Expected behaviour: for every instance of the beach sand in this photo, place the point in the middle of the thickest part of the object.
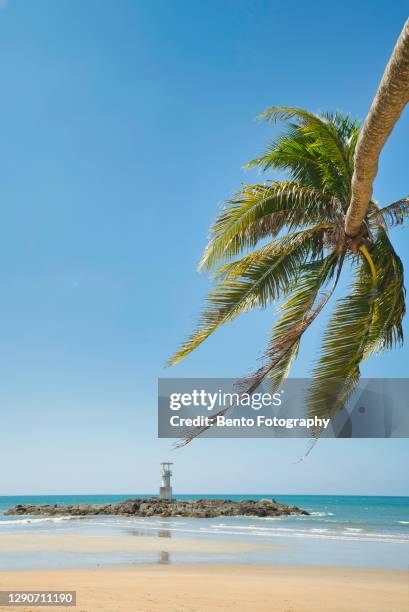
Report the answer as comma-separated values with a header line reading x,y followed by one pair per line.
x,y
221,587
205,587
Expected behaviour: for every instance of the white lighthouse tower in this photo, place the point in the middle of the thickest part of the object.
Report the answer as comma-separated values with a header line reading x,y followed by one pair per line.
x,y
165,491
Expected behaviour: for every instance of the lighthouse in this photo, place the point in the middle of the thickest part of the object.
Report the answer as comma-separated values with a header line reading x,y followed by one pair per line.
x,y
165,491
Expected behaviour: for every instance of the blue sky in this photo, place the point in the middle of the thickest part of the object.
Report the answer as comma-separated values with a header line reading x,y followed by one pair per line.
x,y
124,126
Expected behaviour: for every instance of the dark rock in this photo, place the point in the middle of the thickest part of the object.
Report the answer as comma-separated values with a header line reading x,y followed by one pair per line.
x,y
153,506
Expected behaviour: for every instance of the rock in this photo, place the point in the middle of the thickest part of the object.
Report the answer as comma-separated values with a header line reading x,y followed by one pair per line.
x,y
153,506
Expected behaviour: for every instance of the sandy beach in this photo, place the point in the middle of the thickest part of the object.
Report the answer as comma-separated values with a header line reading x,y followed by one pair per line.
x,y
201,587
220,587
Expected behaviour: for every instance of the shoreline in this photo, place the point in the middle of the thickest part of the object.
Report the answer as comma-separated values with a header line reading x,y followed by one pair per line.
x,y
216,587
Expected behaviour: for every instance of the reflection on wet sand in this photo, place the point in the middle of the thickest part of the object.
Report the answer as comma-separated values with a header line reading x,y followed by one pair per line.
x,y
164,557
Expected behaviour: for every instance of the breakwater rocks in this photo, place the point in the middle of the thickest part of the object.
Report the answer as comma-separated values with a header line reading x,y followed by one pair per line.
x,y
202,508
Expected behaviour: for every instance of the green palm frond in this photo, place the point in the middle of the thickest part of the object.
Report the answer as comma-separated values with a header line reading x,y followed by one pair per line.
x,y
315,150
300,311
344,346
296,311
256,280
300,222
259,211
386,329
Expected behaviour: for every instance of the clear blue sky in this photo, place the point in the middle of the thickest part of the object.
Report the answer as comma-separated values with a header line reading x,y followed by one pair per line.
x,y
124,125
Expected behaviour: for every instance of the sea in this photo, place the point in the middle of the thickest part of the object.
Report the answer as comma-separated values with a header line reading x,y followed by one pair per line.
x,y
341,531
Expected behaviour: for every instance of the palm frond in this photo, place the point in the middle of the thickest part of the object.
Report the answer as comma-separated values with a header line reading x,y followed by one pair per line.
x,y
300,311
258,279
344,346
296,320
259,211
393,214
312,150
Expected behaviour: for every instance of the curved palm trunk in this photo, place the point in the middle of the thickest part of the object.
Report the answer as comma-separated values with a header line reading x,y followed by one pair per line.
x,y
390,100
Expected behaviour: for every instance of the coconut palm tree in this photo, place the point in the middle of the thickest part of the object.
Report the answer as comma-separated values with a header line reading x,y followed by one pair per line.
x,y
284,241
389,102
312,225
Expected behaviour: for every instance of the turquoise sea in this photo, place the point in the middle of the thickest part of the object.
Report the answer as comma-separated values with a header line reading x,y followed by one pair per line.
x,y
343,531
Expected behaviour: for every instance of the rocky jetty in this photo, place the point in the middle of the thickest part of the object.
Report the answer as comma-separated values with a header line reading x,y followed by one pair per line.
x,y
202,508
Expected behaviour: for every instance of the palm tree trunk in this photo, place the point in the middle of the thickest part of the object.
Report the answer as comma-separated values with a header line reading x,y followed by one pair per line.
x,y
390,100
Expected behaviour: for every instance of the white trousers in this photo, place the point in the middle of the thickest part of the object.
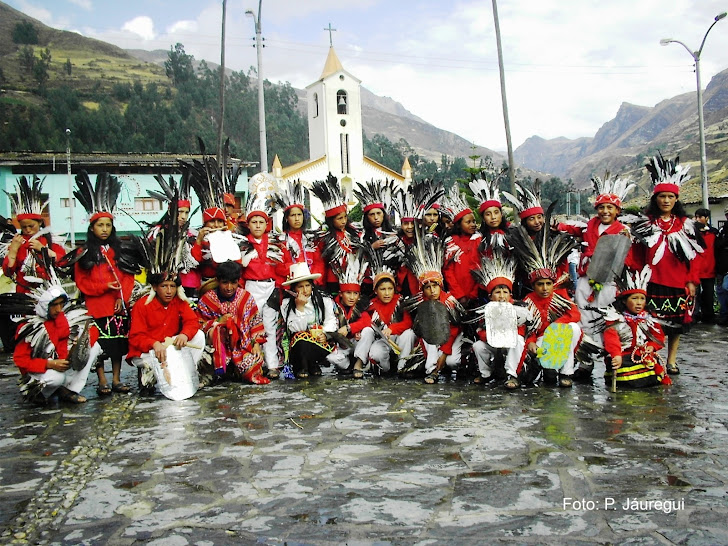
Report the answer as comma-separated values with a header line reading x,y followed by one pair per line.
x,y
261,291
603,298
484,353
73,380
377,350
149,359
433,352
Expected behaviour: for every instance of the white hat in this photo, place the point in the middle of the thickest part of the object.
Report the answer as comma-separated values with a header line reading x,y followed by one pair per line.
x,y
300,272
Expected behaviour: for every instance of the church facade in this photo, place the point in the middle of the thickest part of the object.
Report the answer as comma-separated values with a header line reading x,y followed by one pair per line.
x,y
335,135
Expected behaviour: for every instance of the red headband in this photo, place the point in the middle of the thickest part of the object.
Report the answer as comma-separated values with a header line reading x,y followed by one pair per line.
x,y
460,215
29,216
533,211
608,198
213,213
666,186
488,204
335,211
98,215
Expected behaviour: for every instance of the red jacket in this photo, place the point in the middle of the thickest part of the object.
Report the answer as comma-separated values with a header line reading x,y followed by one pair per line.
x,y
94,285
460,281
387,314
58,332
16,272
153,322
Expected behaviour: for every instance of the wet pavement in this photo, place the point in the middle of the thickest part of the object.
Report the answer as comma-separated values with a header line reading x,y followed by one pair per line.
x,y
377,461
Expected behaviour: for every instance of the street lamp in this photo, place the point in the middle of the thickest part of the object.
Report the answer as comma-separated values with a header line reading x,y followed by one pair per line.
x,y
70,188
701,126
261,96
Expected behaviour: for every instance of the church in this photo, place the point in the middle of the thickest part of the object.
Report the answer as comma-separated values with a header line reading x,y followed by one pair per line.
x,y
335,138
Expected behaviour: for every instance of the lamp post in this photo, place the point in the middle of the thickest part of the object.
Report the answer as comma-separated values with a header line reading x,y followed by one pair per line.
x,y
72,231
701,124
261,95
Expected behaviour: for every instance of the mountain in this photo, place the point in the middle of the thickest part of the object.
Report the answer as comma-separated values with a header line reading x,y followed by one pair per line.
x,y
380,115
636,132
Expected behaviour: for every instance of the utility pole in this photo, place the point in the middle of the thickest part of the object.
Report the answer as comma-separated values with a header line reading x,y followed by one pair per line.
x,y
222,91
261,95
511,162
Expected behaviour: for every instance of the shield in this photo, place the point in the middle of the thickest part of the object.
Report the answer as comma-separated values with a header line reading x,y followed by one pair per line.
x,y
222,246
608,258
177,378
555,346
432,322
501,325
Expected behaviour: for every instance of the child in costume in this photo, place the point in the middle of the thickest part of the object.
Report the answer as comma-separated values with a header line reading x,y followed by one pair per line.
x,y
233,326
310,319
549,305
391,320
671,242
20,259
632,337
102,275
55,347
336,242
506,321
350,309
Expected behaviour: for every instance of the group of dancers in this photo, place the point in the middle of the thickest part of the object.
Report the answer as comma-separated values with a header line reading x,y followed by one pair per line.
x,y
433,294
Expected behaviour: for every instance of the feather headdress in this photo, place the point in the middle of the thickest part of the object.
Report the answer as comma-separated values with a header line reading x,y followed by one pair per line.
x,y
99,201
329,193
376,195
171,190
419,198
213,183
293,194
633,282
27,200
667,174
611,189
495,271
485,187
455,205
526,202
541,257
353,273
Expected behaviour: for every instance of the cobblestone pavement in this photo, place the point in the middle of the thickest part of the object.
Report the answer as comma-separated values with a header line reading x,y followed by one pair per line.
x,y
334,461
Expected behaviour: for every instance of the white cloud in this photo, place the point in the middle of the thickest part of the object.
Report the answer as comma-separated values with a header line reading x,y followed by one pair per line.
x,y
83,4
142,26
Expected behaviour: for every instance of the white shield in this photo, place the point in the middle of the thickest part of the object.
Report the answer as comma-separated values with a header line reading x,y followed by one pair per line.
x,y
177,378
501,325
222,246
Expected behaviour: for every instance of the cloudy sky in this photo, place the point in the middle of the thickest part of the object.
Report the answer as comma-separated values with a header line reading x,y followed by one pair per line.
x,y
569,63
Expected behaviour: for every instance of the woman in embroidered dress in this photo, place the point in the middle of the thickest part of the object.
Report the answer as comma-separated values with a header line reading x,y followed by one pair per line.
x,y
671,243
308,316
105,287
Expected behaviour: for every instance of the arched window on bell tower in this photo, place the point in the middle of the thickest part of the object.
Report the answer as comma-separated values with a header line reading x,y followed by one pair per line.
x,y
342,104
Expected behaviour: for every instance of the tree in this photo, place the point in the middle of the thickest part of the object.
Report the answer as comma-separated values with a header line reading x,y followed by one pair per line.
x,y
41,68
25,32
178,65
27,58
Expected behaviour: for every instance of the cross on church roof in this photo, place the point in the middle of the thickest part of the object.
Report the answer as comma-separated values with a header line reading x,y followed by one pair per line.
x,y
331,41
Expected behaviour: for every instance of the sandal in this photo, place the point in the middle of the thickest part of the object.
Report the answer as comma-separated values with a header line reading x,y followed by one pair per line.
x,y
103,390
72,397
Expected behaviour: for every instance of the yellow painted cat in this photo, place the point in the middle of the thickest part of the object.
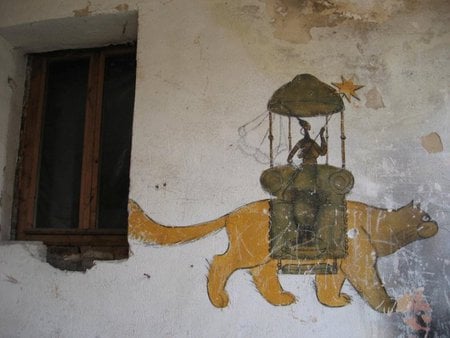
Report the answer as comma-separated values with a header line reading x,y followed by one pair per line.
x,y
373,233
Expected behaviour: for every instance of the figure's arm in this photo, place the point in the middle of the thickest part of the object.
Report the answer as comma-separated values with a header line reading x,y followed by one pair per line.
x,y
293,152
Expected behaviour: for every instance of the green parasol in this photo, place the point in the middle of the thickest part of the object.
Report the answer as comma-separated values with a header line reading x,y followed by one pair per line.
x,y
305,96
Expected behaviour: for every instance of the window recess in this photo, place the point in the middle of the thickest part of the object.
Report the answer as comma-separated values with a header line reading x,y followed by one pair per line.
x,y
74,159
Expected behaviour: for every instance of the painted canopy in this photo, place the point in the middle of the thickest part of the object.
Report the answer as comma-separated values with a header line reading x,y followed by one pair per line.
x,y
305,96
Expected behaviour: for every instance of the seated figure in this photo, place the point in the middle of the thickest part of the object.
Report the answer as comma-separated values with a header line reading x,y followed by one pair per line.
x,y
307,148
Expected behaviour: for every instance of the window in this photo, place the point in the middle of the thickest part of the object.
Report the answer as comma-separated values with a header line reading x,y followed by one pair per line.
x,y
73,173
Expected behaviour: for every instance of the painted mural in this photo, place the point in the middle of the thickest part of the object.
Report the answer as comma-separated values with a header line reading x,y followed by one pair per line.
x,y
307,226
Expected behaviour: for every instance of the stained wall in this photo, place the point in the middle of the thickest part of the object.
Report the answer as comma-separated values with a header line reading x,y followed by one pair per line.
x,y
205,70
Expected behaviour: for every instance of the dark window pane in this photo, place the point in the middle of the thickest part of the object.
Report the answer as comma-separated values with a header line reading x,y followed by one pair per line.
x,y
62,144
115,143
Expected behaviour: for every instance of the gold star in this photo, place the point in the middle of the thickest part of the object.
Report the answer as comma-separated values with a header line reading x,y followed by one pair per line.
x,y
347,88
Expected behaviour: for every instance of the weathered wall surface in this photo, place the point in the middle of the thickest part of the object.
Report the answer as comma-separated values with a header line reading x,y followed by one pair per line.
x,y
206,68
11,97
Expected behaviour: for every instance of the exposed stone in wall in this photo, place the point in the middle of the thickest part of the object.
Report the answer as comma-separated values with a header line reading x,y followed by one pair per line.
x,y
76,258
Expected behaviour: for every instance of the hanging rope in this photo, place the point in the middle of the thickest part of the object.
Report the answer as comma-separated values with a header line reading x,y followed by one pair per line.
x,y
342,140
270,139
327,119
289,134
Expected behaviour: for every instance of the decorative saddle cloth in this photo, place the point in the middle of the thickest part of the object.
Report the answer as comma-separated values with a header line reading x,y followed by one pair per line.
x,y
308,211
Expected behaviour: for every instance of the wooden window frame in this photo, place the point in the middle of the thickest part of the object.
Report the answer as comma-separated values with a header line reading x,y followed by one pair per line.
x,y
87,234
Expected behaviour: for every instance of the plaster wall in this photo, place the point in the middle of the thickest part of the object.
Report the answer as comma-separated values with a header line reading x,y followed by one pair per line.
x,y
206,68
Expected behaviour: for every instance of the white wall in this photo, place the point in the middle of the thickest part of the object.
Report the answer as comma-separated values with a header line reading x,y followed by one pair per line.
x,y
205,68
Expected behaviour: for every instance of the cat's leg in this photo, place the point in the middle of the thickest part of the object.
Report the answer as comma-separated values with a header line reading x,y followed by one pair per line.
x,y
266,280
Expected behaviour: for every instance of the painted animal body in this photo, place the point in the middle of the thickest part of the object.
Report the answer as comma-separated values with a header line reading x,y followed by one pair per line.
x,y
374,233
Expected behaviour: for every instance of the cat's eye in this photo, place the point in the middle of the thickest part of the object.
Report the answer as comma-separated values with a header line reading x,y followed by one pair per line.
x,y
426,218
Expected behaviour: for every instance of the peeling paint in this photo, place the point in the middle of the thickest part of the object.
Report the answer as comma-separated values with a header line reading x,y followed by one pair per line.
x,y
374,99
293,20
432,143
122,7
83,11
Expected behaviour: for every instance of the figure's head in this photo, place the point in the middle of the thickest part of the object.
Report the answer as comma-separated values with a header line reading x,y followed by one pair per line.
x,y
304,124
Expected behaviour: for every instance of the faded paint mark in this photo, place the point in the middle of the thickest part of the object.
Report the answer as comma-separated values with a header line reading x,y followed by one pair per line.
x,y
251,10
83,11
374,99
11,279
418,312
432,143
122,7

=-=-=-=-=

[Exercise]
How many lines in the entries hold the word "trunk"? Only the number is wanted.

[Response area]
2